Given instruction:
Locate each line in the records below that contains the string "asphalt", and copy those lines out. Case counts when matching.
# # # # #
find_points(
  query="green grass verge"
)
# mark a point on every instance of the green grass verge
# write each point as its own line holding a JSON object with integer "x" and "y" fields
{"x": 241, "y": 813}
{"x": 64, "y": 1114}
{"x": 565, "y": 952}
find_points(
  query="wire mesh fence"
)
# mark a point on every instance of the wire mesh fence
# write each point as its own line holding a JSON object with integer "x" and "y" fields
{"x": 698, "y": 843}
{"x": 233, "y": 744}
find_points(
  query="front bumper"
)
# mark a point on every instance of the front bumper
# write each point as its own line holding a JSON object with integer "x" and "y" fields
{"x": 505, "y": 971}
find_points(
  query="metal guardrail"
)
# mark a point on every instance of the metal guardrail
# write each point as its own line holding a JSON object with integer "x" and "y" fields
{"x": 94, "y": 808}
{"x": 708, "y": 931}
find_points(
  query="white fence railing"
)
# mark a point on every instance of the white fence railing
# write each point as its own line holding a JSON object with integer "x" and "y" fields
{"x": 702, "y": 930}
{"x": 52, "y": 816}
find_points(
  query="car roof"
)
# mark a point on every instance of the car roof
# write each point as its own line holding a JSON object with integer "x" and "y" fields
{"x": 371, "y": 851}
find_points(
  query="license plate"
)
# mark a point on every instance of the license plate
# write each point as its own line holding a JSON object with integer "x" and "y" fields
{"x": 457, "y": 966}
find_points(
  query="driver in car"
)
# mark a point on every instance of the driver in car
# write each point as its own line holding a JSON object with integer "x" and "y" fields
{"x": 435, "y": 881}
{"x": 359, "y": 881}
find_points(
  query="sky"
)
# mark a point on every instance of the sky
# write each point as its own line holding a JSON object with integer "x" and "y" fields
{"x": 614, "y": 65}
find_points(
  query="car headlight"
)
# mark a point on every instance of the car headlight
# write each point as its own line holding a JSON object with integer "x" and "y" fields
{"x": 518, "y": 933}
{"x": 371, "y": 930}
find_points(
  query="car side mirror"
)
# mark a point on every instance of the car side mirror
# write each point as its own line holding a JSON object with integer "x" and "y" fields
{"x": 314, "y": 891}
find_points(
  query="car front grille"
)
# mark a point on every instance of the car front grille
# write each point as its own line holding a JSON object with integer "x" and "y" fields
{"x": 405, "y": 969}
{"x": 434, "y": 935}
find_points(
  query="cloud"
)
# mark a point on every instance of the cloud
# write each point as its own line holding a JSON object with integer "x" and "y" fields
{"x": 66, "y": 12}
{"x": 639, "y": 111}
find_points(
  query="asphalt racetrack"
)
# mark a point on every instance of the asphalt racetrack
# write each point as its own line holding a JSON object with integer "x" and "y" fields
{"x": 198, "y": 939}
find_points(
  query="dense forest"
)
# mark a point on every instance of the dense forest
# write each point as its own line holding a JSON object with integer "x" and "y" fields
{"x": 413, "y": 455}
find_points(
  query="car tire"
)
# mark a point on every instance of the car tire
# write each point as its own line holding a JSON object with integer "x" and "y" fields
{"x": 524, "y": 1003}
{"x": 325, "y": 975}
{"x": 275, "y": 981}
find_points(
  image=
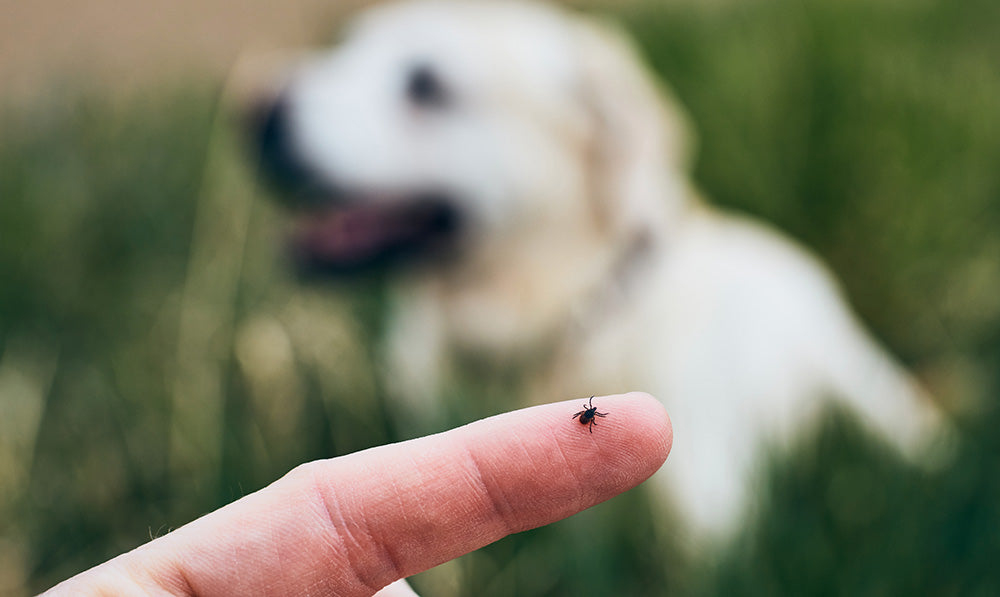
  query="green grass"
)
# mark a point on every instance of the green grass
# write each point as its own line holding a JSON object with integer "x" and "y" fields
{"x": 868, "y": 130}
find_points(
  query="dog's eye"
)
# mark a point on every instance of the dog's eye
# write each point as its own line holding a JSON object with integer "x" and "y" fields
{"x": 425, "y": 89}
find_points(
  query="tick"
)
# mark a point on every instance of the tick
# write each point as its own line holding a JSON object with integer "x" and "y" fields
{"x": 588, "y": 415}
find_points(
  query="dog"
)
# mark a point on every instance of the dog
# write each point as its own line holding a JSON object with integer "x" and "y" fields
{"x": 525, "y": 181}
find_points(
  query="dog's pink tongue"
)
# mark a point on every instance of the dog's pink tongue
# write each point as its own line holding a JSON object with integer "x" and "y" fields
{"x": 345, "y": 234}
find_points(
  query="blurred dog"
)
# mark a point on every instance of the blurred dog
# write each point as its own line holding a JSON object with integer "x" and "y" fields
{"x": 527, "y": 181}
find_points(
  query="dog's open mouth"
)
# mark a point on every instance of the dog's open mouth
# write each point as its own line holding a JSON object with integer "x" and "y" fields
{"x": 365, "y": 234}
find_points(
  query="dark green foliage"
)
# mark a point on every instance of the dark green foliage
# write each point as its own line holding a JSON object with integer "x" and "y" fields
{"x": 868, "y": 130}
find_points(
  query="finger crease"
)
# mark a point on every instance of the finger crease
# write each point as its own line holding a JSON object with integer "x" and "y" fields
{"x": 500, "y": 506}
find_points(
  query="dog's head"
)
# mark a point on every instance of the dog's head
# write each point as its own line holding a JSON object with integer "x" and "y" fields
{"x": 438, "y": 125}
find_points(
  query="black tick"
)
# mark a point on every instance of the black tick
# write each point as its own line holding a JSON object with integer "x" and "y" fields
{"x": 588, "y": 415}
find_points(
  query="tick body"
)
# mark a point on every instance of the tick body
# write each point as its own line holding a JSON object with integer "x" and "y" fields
{"x": 589, "y": 414}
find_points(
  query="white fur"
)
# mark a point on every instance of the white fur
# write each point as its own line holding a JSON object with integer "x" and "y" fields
{"x": 565, "y": 151}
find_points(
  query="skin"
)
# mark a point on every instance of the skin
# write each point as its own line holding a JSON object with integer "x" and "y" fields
{"x": 354, "y": 524}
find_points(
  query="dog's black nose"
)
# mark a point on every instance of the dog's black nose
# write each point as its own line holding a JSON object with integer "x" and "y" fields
{"x": 275, "y": 142}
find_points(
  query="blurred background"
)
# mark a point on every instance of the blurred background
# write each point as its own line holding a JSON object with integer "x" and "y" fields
{"x": 158, "y": 360}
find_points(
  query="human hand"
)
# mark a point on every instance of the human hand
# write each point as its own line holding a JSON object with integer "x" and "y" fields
{"x": 354, "y": 524}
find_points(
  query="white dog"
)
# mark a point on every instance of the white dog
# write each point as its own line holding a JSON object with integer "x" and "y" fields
{"x": 534, "y": 180}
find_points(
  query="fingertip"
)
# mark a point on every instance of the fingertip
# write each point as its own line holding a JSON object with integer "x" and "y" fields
{"x": 655, "y": 419}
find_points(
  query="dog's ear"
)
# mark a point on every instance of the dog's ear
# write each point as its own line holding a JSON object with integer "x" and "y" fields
{"x": 641, "y": 140}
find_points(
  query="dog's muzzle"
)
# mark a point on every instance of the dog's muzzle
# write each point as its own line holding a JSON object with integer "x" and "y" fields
{"x": 344, "y": 231}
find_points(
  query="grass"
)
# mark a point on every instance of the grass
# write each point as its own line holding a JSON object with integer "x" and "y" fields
{"x": 868, "y": 130}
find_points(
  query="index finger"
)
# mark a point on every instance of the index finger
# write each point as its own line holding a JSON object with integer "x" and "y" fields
{"x": 351, "y": 525}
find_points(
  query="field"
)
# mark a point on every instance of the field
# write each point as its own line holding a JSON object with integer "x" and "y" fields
{"x": 158, "y": 359}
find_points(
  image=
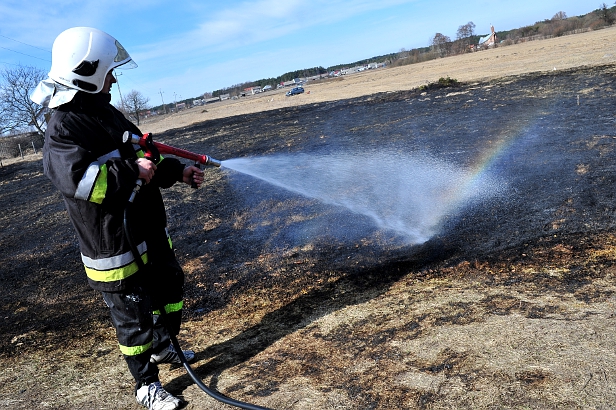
# # # # #
Reply to the task:
  query="asphalt racetrack"
# mark a point on every instance of the asphalt racetrack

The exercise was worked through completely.